▸ Task list:
a. Using the article below on the murder of Michelle O'Keefe, state whether each statement agrees with it, answering yes or no and quoting the deciding words: (i) Jennings was arrested for the murder in 2005; (ii) O'Keefe was killed with a .38 caliber handgun; (iii) Jennings served 15 years of his sentence before being freed.
b. Continue the article below on the murder of Michelle O'Keefe from its final sentence.

▸ Selected excerpt:
-- Opening Marker --

- Born: Michelle Therese O'Keefe October 11, 1981 Hanford, California
- Died: February 22, 2000 (aged 18) Palmdale, California, U.S.
- Cause of death: Gunshot wounds
- Known for: Murder victim
- Parents: Michael O'Keefe (father); Patricia O'Keefe (mother);

= Murder of Michelle O'Keefe =

2000 murder case in Palmdale, California, United States

Michelle O'Keefe was an 18-year-old American college student and aspiring actress who was murdered in Palmdale, California on her way home from appearing in a Kid Rock music video. The case has attracted significant media national attention, including episodes of America's Most Wanted and Dateline NBC.

In 2005, Iraq-war veteran Sgt. Raymond Lee Jennings was arrested for the murder, and after three trials he was sentenced to life in prison.

After serving 11 years of his sentence, Jennings was exonerated and freed from prison. The Los Angeles District Attorney was persuaded of Jennings' innocence after a law student, Clinton Ehrlich, saw the case on television and began an investigation with his father, attorney Jeffrey Ehrlich. Among other points, Clinton and Jeffrey Ehrlich state that: (1) Jennings's uniform tested negative for gunshot residue; (2) he owned a .38 caliber handgun and was unarmed, while O'Keefe was killed with a 9mm weapon; (3) his DNA did not match that from visible blood found under O'Keefe's fingernails, which the prosecutor misled the jury to believe was random contamination; (4) and the detectives on the case had not investigated other people present at the Park-and-Ride when O'Keefe was murdered. The judge who freed Jennings said that the jury was never given crucial information: that known gang members were present at the scene of the crime.

-- Closing Marker --

▸ Given information:
-- Opening Marker --

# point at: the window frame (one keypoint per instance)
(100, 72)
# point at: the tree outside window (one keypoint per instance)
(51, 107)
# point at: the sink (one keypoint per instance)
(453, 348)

-- Closing Marker --

▸ Answers to the tasks:
a.
(i) Yes: "In 2005, Iraq-war veteran Sgt. Raymond Lee Jennings was arrested for the murder"
(ii) No: "he owned a .38 caliber handgun and was unarmed, while O'Keefe was killed with a 9mm weapon"
(iii) No: "After serving 11 years of his sentence, Jennings was exonerated and freed from prison."

b.
In their filings to the court supporting Jennings's innocence claim and requesting his release, the DA's office revealed that they believed the killing to be gang related. Driving a car that had been in the parking lot at the time of O'Keefe's murder, was Victoria Richardson—a 17-year-old female who, like her 18-year-old boyfriend Andrew Stewart, was a Bloods gang member. In the months following O'Keefe's murder, Andrew Stewart perpetrated a series of home invasions and carjackings, including the gunpoint theft of a Ford Mustang, for which he was sentenced to 31 years in prison. When arrested, he was wearing an earring that matched one of O'Keefe's, and was found to have been missing from her corpse. Ballistics evidence suggested that the 9mm weapon used to kill her was the same as one he and/or other Flushing Fifties gang members had used in recent shootings.

Sgt. Ray Jennings was found factually innocent of the crime, an unusual and far higher standard than simple de jure or presumed innocence.